-- begin EXERCISE MATERIAL --

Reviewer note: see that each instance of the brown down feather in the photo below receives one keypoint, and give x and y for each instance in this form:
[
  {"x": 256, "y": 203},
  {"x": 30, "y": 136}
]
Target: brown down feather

-- end EXERCISE MATERIAL --

DIRECTION ▸ Put the listing above into a Markdown table with the columns Row and Line, giving each nonblank line its own numbered row.

SOLUTION ▸
| Row | Line |
|---|---|
| 1 | Reviewer note: see that each instance of the brown down feather in the photo below receives one keypoint, and give x and y for each instance in this form: |
| 2 | [ |
| 3 |   {"x": 256, "y": 203}, |
| 4 |   {"x": 30, "y": 136} |
| 5 | ] |
| 6 | Target: brown down feather |